(Items from a data source)
== Segment start ==

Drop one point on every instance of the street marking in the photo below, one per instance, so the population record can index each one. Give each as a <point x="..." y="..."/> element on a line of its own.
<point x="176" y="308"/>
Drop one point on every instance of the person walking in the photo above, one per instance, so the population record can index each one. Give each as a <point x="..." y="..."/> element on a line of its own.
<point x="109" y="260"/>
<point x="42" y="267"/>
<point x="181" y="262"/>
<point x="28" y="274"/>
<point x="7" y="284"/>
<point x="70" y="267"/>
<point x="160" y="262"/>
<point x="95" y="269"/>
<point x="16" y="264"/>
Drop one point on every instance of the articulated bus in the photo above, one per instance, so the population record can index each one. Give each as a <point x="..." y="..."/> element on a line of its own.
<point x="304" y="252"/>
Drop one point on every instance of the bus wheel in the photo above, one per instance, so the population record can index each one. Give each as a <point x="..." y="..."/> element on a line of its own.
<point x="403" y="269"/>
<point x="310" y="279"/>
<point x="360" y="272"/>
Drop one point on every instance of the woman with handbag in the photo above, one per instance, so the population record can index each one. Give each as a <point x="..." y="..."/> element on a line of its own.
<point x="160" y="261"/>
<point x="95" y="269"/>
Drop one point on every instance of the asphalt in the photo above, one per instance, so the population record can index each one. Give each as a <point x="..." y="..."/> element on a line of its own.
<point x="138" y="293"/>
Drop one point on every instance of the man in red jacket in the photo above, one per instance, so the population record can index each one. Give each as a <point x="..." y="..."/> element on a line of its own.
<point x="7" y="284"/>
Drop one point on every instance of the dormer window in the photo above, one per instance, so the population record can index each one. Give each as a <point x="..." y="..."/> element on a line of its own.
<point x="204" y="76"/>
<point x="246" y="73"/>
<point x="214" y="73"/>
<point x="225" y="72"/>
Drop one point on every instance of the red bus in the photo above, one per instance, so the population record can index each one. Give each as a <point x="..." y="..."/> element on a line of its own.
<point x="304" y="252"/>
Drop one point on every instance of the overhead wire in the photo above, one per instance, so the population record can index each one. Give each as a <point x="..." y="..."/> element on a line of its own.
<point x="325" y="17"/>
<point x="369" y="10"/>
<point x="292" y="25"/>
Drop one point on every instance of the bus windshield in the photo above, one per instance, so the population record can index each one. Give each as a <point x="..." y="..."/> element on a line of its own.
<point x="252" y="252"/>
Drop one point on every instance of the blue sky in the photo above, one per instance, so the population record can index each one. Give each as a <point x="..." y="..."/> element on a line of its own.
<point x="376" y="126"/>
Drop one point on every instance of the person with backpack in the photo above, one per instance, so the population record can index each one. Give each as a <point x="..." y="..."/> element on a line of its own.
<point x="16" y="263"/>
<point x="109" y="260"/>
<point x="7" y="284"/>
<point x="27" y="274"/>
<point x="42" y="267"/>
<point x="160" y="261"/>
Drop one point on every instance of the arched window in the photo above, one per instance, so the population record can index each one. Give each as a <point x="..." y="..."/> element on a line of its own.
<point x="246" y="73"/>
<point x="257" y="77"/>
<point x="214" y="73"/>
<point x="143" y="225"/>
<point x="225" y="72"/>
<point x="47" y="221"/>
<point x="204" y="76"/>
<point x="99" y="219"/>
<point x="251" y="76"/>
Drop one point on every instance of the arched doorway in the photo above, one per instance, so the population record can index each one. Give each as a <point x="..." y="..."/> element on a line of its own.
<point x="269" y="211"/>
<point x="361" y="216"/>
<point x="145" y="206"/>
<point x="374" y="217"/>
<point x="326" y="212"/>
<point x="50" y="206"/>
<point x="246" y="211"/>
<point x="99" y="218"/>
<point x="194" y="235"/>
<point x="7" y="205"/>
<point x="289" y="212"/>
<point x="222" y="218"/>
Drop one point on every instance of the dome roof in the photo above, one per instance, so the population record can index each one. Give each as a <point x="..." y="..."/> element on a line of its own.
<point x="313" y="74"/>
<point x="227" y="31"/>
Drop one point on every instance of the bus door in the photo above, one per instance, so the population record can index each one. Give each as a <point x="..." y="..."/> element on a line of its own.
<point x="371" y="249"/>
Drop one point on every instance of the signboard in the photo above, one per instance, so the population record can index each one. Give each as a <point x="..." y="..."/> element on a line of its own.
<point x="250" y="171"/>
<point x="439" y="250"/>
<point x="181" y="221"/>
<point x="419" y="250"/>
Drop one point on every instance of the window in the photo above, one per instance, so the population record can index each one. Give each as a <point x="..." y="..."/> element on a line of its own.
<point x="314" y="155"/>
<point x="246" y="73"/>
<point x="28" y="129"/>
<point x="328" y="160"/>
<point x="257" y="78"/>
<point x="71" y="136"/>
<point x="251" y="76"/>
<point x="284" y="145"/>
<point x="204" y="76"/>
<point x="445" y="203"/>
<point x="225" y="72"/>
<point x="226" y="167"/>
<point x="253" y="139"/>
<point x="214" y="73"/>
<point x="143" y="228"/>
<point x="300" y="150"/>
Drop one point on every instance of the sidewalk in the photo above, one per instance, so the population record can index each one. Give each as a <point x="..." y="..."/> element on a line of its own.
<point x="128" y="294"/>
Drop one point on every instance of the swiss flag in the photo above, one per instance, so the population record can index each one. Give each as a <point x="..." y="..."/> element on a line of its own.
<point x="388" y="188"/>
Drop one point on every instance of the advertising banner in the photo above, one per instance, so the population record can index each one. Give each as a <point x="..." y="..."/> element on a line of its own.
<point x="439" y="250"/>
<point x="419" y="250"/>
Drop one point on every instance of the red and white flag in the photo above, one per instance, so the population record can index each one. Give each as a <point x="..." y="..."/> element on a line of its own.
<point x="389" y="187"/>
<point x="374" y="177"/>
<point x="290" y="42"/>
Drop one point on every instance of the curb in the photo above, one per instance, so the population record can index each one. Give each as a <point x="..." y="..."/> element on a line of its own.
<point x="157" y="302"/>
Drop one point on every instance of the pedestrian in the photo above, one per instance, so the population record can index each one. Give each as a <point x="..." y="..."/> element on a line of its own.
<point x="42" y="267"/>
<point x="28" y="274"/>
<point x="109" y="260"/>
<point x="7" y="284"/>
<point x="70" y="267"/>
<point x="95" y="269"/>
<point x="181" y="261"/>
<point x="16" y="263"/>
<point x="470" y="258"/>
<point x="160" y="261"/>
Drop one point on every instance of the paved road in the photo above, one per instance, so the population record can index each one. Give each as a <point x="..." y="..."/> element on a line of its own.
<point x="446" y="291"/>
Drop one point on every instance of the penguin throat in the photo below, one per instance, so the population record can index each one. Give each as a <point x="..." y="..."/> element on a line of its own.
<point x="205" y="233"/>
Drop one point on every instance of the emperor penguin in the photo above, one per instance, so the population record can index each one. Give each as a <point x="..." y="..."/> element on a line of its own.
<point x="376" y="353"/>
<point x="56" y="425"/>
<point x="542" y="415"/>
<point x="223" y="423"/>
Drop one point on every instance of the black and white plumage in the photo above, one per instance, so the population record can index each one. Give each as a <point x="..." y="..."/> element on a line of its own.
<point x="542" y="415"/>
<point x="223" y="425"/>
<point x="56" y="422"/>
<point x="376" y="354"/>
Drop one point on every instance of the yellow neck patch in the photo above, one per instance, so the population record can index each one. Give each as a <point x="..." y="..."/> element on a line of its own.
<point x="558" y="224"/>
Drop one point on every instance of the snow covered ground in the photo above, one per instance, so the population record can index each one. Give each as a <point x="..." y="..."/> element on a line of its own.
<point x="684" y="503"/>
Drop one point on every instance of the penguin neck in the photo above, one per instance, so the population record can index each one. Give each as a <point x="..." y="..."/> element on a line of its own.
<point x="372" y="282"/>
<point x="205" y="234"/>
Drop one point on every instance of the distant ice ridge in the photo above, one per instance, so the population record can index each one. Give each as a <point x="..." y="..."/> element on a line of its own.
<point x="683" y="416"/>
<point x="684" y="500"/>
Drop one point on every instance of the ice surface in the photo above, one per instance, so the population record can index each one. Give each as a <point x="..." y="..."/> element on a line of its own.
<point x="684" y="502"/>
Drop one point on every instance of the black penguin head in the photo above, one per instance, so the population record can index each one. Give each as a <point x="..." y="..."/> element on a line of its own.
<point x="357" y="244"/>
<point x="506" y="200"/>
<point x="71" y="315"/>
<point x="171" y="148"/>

== Segment end ==

All lines from the one containing "Drop one point on every instance of the penguin neck" through the end of the records, both ends included, are to be quoted exactly; please add nothing else.

Drop one point on every instance of the penguin neck in the photo above, one per instance, so the population record can index each one. Give each as a <point x="..." y="..."/> element on a line of its own.
<point x="372" y="282"/>
<point x="205" y="234"/>
Drop one point on every instance of the distant ice ridge in the photo above, one per instance, so the population record can index each one. Give each as a <point x="..." y="..."/> element on a line of its own.
<point x="683" y="416"/>
<point x="684" y="500"/>
Drop one point on every instance of the ice surface in the photo above, one per instance, so the population record can index each one. Give each as a <point x="..." y="..."/> element on a line of its own.
<point x="684" y="502"/>
Drop one point on every instance of the black penguin head in the photo above, one per instance, so the population record can index each one. Give each as a <point x="..." y="..."/> element on a line of its own.
<point x="357" y="244"/>
<point x="506" y="200"/>
<point x="71" y="315"/>
<point x="171" y="148"/>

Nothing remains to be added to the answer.